### Set exercise
Reproduce all of the data below line for line, leaving the pictures out of your answer.

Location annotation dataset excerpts
-- start --
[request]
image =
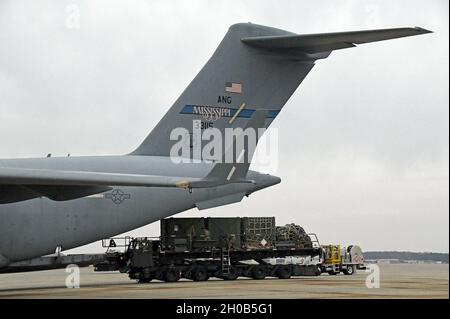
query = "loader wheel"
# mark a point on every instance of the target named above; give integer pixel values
(259, 272)
(171, 275)
(284, 273)
(200, 274)
(350, 270)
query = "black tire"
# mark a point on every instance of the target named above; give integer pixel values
(171, 275)
(232, 275)
(259, 272)
(284, 273)
(349, 270)
(200, 273)
(143, 279)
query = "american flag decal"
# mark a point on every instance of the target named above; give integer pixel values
(232, 87)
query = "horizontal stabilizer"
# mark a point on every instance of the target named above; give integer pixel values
(216, 202)
(19, 184)
(325, 42)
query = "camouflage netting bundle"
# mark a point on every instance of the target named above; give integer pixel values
(295, 233)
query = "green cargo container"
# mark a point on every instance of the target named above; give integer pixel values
(194, 234)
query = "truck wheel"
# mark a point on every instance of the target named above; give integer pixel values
(232, 275)
(284, 273)
(171, 275)
(200, 274)
(349, 270)
(259, 272)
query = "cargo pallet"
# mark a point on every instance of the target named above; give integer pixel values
(201, 248)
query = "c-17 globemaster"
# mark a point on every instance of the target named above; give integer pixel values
(46, 203)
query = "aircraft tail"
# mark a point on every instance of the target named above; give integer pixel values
(236, 83)
(246, 83)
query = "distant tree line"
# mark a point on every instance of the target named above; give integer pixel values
(406, 255)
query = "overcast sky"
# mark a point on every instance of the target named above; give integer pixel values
(364, 141)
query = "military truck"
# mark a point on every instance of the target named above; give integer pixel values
(200, 248)
(337, 259)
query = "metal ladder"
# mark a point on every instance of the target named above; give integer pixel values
(226, 264)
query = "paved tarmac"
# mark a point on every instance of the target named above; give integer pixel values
(396, 281)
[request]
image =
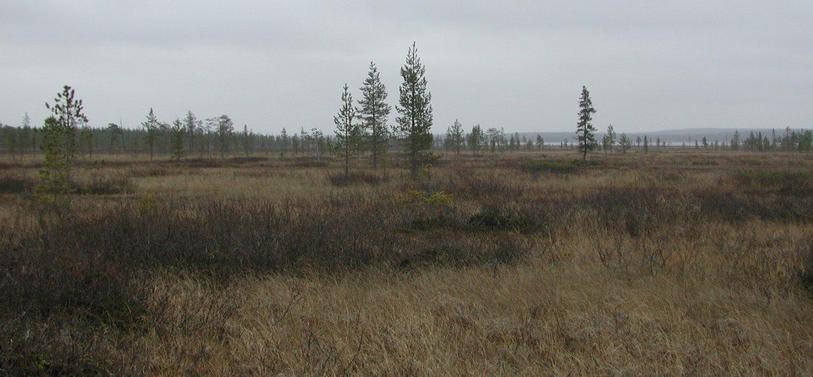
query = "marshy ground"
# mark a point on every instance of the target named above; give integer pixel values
(662, 263)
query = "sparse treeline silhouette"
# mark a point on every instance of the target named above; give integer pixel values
-- end --
### Answer for this exercise
[request]
image =
query = "loader wheel"
# mark a point on every instance of the target named above; give integer pixel values
(259, 272)
(171, 275)
(284, 273)
(200, 274)
(350, 270)
query = "black tire"
# mark a point on every instance of the target named above; give integer pixel values
(171, 275)
(232, 275)
(259, 272)
(284, 273)
(349, 270)
(200, 273)
(143, 279)
query = "american flag decal"
# mark a point on every instance of the target named above; give integer pixel values
(232, 87)
query = "horizontal stabilizer"
# mark a point on every instance of the target named above; give integer pixel values
(216, 202)
(19, 184)
(325, 42)
query = "camouflage netting bundle"
# mark a point on every instance of the target named above; give integer pixel values
(295, 233)
query = "green cargo container"
# mark a point on every instance of the target named above; give integer pixel values
(194, 234)
query = "truck wheel"
# mark a point on every instance of the target named above; give integer pixel values
(232, 275)
(284, 273)
(171, 275)
(200, 274)
(349, 270)
(259, 272)
query = "cargo pallet"
# mark a point on every instance of the target named above; give integer pixel values
(201, 248)
query = "c-17 globemaster"
# mark a point on every instance of the target named above; give integer pixel values
(46, 203)
query = "aircraft tail"
# mark a point on every instance of the target named above; give integer pixel values
(236, 83)
(246, 83)
query = "distant tree line"
# mark a point on every instance of the target named above; give integer pixel values
(406, 255)
query = "overcast sky"
# mark a point on every instance of the target named above; give integer pixel values
(364, 141)
query = "military truck"
# mark a point on every instance of the target named above; give integer pixel values
(200, 248)
(337, 259)
query = "metal ladder"
# mark a point on every instance of the target named above; give integer pixel values
(226, 264)
query = "paved tarmac"
# mark a point on every instance of the target named above; give integer pixel values
(396, 281)
[request]
image =
query = "marshy ground"
# mark a point on every instance of the target named above; give integer pixel values
(662, 263)
query = "sparse treeline silhouette"
# mark a point on every instance of the target named above; give integer pixel values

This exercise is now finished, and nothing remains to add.